▶ [Requirement]: Pull out every line of the data below that contains the string "grass".

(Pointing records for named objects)
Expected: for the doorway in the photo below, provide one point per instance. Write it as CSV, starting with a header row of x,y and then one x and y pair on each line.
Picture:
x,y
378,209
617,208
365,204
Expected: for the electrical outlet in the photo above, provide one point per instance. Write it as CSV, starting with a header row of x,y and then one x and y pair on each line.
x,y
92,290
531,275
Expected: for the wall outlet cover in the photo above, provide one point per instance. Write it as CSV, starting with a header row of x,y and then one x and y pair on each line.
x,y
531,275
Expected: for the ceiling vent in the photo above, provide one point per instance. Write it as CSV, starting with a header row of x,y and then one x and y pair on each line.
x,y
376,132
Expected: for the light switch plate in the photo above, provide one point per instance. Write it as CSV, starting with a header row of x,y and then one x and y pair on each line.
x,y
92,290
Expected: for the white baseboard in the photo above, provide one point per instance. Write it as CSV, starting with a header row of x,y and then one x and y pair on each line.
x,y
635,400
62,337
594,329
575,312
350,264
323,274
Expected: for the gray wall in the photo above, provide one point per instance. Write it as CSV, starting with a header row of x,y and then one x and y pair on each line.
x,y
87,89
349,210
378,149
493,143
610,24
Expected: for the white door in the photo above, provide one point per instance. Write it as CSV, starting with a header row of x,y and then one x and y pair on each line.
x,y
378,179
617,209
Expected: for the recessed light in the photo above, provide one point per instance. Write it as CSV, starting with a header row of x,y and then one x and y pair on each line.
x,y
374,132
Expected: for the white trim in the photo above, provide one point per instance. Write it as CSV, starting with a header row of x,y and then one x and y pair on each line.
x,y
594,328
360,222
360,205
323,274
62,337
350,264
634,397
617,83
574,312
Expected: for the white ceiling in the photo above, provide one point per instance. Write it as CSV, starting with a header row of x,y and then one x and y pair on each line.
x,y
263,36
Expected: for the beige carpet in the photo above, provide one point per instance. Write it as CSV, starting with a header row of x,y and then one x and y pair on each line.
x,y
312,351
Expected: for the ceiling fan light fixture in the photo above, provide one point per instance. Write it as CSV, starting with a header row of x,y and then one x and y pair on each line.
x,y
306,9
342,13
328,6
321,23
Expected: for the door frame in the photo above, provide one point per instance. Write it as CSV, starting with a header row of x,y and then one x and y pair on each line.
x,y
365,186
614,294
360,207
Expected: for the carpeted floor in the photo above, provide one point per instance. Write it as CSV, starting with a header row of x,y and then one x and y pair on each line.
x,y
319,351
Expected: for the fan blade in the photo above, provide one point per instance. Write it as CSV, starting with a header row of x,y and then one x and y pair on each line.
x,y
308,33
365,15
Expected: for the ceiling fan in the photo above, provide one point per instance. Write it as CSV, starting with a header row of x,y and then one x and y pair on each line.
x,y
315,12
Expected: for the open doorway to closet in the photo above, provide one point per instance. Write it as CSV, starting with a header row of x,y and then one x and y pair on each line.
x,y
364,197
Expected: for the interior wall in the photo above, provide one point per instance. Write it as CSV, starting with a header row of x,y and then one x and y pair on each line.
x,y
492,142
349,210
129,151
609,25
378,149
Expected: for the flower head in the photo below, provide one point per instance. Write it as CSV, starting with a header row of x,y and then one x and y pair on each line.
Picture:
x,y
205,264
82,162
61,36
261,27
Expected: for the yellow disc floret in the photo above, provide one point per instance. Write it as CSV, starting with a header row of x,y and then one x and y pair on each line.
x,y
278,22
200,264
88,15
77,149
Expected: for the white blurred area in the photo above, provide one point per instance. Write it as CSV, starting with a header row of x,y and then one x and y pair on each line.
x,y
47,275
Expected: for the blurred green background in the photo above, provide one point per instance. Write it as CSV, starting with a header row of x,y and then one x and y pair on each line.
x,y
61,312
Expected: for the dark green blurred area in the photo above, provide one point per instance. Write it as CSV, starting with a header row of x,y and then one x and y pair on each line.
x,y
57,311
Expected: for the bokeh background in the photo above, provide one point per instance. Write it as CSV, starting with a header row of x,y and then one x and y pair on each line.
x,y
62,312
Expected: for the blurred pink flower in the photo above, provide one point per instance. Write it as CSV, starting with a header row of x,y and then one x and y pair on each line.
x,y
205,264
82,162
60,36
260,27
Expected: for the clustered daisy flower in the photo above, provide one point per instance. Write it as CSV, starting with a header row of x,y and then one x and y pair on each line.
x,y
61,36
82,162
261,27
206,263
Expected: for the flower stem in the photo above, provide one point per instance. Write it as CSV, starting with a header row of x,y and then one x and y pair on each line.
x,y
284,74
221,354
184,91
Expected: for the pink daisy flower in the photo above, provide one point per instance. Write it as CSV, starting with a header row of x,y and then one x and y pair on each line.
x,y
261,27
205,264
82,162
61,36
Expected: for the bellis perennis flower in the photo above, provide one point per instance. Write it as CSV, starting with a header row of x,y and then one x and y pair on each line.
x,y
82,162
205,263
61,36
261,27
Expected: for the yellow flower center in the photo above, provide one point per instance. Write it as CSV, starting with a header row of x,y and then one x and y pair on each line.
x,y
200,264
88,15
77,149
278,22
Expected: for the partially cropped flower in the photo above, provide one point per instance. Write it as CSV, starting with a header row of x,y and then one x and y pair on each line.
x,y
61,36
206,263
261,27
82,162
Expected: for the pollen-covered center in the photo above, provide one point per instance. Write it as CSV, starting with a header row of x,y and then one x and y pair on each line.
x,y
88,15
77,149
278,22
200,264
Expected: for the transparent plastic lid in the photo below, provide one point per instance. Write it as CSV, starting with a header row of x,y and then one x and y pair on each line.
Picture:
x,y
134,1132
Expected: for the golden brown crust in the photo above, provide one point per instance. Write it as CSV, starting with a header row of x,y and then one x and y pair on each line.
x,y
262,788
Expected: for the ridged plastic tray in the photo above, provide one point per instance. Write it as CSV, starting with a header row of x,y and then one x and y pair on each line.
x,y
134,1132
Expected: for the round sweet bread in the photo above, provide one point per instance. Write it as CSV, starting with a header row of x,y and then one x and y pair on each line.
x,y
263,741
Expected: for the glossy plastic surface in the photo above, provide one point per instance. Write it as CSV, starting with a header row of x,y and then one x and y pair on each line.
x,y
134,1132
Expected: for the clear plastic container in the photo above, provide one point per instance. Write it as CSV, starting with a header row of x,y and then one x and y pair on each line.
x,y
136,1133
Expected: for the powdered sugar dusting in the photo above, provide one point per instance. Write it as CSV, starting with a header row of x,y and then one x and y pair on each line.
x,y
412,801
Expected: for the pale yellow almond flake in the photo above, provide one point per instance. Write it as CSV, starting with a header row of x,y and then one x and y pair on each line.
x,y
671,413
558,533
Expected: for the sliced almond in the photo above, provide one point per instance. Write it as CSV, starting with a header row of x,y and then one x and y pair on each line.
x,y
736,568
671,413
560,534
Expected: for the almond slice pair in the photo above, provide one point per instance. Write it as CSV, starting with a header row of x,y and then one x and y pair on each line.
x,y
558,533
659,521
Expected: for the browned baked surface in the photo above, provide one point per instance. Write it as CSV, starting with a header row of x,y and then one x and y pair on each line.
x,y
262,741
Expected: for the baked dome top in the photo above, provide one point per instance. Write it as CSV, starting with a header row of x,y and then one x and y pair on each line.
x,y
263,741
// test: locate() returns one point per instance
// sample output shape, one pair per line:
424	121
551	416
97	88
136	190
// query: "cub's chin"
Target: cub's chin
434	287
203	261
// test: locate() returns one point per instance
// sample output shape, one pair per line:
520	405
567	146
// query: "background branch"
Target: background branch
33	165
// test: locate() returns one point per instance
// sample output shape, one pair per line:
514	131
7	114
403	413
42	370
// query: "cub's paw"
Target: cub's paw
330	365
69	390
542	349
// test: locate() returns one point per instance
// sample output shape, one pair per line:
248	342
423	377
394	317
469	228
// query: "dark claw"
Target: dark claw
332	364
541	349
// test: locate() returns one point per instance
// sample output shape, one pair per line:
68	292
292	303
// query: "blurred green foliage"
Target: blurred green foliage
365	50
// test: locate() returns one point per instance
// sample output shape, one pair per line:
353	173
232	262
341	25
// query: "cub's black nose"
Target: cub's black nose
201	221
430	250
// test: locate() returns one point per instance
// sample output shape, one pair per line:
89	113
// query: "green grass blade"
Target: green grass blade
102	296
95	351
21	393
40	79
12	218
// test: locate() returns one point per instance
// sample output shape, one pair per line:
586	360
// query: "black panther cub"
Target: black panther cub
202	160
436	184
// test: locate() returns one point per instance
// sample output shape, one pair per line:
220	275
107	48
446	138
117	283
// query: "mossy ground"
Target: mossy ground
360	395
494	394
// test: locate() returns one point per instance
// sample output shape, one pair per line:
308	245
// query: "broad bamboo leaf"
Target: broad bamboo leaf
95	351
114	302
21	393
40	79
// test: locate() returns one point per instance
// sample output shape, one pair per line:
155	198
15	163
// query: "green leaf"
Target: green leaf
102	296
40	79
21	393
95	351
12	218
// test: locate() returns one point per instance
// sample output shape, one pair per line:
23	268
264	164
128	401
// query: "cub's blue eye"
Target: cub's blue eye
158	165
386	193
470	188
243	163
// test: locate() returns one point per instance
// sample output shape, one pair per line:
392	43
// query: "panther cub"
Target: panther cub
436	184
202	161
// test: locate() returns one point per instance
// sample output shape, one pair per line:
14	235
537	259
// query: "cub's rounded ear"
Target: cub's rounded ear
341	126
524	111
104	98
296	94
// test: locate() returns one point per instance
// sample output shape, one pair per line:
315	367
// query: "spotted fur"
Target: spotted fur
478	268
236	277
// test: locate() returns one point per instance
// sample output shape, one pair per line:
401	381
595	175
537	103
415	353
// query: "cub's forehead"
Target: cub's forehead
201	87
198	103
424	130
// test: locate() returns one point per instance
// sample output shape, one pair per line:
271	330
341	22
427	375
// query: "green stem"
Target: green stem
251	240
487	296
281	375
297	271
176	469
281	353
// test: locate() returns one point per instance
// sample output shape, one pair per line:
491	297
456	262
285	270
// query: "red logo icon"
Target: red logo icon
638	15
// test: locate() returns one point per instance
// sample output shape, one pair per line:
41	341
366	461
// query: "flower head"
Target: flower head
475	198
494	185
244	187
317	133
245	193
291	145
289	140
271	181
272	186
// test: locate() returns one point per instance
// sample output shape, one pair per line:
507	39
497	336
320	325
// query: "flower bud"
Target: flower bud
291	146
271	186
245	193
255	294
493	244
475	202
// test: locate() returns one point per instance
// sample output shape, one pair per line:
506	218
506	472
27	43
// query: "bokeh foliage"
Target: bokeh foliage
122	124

▶ [Exercise response]:
// query: "green grass blade"
Target: green grass blade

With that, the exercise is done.